- _Brief_: Find the line that contains "Where can you spot the car wheel". Output it and every line after it to the end of the records, exactly as they appear.

- _Dataset_:
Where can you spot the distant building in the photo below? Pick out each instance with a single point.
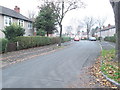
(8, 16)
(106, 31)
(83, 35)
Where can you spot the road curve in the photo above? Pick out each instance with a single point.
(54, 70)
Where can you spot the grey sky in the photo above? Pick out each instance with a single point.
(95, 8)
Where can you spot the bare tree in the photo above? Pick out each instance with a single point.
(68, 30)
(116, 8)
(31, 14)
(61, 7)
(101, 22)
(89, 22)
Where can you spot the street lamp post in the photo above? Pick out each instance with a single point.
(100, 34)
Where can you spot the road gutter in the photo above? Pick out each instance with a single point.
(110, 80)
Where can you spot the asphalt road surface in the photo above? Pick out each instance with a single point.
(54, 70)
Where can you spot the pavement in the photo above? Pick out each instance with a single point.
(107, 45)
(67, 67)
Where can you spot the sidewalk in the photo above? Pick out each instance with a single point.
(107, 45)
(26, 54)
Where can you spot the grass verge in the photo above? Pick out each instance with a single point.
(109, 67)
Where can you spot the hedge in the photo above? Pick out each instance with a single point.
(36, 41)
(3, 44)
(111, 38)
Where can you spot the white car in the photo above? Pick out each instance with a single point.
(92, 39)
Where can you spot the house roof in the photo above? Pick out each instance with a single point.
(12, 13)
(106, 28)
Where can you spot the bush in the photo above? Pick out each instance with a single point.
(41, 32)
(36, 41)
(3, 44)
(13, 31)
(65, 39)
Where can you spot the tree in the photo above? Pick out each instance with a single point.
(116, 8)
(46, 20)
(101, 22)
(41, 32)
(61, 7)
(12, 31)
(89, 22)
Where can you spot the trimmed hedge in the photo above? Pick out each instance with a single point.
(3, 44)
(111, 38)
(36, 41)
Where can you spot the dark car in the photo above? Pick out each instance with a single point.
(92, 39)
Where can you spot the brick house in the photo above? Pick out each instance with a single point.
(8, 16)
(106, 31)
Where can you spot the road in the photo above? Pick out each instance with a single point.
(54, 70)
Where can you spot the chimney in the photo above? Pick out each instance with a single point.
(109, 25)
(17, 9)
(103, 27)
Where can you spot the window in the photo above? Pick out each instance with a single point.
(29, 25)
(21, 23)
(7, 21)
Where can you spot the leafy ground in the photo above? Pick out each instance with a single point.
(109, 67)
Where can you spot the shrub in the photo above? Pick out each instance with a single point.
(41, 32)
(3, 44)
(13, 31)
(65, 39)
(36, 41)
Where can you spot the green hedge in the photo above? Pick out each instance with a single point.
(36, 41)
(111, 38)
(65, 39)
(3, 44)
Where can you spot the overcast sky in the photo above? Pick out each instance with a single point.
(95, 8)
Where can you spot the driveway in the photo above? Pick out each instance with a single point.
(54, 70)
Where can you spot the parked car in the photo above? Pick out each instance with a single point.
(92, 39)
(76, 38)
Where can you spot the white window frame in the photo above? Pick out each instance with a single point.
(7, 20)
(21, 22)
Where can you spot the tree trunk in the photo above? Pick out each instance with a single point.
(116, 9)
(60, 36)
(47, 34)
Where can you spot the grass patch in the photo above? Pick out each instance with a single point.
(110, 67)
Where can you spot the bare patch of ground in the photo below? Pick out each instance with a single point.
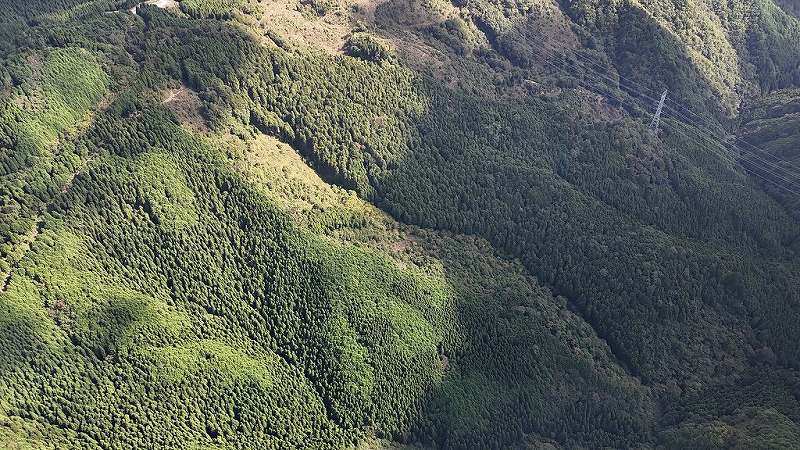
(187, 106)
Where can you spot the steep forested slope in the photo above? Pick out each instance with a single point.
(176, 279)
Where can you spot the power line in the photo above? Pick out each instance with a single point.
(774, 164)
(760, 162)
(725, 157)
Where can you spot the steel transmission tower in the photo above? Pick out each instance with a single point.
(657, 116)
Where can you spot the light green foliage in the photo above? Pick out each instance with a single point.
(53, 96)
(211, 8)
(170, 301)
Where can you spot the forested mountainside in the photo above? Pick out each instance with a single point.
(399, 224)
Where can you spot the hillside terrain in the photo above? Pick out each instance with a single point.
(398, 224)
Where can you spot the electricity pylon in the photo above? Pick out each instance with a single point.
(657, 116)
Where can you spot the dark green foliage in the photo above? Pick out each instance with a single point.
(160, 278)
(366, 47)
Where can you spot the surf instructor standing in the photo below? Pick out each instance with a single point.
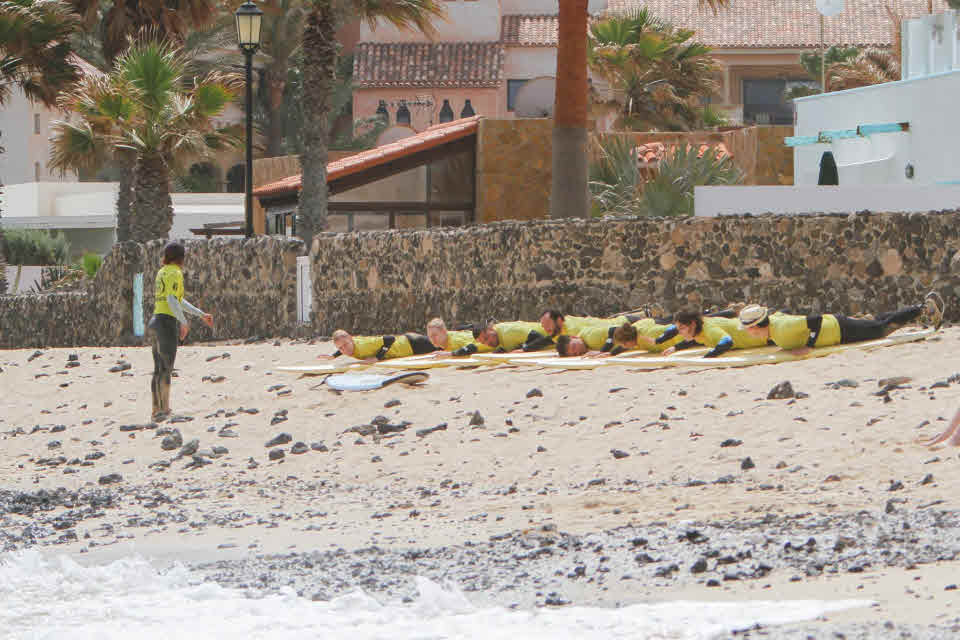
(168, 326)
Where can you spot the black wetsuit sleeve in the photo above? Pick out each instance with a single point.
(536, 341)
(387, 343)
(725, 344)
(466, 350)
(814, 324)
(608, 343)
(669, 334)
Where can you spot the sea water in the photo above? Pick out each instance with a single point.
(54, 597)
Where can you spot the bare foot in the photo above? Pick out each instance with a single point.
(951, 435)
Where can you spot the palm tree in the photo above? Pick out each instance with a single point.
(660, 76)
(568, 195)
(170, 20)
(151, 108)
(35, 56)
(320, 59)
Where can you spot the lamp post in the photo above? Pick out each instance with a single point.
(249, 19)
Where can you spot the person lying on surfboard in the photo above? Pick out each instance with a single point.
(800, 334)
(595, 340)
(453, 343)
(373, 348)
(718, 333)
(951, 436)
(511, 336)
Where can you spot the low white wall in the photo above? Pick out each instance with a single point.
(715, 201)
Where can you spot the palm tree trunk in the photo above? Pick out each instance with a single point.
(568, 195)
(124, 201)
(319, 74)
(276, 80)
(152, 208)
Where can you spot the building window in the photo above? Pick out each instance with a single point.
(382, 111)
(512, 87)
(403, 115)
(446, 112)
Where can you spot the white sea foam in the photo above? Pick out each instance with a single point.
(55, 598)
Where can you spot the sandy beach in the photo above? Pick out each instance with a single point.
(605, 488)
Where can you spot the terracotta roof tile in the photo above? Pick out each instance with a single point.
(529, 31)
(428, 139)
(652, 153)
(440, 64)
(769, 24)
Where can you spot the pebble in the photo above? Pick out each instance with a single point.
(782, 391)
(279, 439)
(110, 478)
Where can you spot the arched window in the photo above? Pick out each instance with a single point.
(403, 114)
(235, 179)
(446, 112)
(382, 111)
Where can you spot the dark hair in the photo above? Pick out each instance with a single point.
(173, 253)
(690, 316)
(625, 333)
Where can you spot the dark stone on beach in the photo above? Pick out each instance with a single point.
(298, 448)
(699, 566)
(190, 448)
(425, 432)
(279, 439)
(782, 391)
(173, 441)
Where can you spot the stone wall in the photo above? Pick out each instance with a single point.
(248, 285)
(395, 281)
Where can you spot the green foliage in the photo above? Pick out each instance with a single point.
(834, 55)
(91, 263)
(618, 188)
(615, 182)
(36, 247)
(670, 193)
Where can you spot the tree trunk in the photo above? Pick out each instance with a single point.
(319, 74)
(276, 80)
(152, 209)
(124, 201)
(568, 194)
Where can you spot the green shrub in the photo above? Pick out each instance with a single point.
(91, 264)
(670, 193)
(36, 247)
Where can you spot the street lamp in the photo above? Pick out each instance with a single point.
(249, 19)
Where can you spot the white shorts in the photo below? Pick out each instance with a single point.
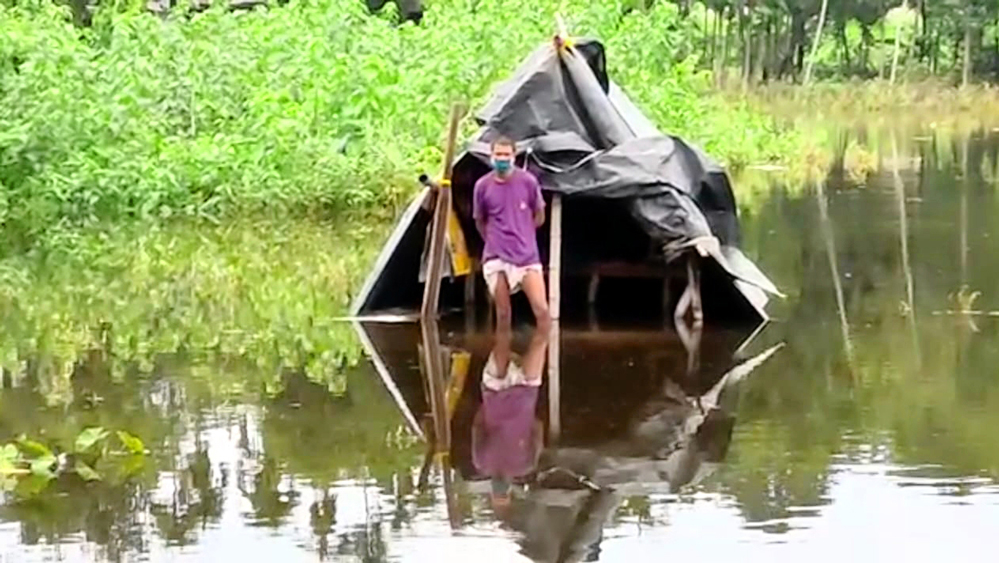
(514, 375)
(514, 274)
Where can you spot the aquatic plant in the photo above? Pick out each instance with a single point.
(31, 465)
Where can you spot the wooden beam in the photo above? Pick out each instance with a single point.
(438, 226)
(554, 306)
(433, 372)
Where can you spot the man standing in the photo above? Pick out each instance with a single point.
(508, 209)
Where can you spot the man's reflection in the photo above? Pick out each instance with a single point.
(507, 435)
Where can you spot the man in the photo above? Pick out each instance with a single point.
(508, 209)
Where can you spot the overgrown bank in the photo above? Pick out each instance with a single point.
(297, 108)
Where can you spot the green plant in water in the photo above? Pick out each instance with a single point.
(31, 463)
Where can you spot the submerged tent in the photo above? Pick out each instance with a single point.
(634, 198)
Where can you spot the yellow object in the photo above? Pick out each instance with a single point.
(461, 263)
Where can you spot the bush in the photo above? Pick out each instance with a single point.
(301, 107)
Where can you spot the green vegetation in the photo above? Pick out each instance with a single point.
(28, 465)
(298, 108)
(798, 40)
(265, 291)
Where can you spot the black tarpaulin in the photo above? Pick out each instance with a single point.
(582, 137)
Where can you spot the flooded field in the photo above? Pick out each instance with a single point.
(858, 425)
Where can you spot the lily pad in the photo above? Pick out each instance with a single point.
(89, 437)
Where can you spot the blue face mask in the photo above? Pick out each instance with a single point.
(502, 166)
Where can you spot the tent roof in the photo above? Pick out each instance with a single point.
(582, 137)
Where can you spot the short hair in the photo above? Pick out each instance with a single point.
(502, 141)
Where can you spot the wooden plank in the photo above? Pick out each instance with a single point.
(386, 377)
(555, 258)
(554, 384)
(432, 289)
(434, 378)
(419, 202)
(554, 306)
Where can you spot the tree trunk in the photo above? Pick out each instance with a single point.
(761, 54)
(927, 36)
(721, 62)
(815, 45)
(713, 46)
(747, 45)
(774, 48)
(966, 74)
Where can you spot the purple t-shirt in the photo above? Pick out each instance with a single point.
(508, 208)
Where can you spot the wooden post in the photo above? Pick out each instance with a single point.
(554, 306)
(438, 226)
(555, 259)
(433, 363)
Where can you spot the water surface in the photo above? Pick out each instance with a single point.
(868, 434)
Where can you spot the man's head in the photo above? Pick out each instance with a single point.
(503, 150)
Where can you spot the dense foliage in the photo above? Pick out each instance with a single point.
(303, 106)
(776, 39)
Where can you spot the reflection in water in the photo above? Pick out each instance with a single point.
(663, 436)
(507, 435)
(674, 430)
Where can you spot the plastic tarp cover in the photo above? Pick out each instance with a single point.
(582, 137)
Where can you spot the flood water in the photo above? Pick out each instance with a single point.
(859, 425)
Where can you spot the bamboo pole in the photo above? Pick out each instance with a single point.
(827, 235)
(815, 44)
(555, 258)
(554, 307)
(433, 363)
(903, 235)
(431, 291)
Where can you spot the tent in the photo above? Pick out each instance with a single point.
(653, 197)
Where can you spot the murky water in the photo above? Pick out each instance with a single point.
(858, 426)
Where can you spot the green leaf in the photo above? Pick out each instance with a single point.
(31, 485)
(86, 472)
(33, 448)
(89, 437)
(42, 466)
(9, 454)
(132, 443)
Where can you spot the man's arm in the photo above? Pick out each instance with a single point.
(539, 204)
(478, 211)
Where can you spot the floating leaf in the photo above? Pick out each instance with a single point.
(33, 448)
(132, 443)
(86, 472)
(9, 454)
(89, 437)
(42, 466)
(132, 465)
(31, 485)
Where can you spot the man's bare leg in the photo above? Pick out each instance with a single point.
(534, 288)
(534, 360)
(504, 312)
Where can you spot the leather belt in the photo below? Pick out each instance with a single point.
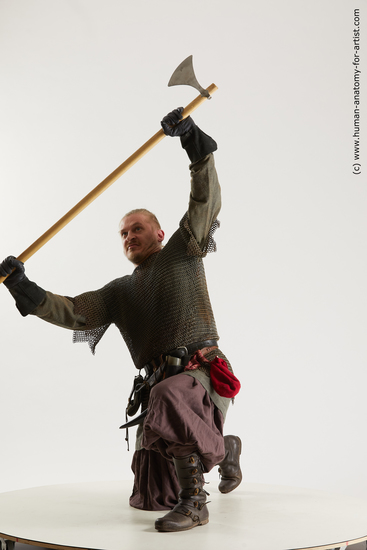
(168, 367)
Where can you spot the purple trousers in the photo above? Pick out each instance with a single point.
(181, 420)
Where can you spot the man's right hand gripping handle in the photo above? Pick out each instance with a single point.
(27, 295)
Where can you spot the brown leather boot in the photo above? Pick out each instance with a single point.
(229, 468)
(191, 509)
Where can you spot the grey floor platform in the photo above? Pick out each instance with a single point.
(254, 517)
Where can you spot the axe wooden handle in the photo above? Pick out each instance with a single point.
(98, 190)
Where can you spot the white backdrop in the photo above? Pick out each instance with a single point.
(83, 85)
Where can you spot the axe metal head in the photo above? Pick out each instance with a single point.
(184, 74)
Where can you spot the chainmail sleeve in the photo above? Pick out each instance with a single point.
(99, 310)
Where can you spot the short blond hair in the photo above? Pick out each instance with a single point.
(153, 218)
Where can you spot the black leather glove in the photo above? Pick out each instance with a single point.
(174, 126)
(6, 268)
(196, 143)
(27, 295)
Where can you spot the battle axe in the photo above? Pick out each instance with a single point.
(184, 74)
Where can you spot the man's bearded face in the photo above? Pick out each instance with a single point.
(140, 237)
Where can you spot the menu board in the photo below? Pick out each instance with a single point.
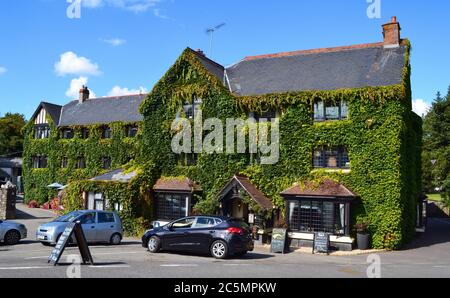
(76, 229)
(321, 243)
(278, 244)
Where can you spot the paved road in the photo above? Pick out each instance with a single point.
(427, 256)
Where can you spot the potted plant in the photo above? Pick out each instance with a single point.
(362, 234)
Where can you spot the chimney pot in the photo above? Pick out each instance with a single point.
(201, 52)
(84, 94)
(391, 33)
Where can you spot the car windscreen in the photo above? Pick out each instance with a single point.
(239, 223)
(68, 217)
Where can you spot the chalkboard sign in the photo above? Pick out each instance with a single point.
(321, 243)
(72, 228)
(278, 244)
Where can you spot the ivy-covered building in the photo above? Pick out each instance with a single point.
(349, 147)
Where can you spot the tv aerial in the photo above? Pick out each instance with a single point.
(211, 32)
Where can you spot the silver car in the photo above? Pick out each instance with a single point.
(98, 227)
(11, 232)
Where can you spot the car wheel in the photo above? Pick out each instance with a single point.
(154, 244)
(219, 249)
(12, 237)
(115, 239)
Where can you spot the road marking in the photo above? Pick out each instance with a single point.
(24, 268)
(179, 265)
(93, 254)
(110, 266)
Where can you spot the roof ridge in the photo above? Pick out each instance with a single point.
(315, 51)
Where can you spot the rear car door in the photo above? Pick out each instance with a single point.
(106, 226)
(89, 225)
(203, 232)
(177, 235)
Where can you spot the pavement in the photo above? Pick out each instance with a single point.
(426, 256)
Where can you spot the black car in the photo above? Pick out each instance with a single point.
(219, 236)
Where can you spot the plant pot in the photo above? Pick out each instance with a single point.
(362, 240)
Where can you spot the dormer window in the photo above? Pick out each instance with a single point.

- _Response to this task_:
Where can you spot the car wheel in the photo above? Pick out each instance with a single point.
(154, 244)
(219, 249)
(12, 237)
(115, 239)
Where can you spot the road marking in the photo above? Pick out each instance with a single point.
(24, 268)
(179, 265)
(93, 254)
(110, 266)
Where can you spot the roof ridge in the photo above? Pick out each instance with a single point.
(315, 51)
Where can you spot the rear car door in the photo above? Pick out each instance with a single point.
(106, 226)
(89, 225)
(203, 232)
(177, 235)
Where can you spot the pavement in the photo above? Pick out each instance with a single point.
(426, 256)
Where can you spot the black car in the photo above? Pick out each instance with a single point.
(219, 236)
Where can you spot the plant pot in the photo above? Pick out each instance with a single point.
(362, 240)
Where can you spot the dormer window in the photo above? Pick out each instance with a single point.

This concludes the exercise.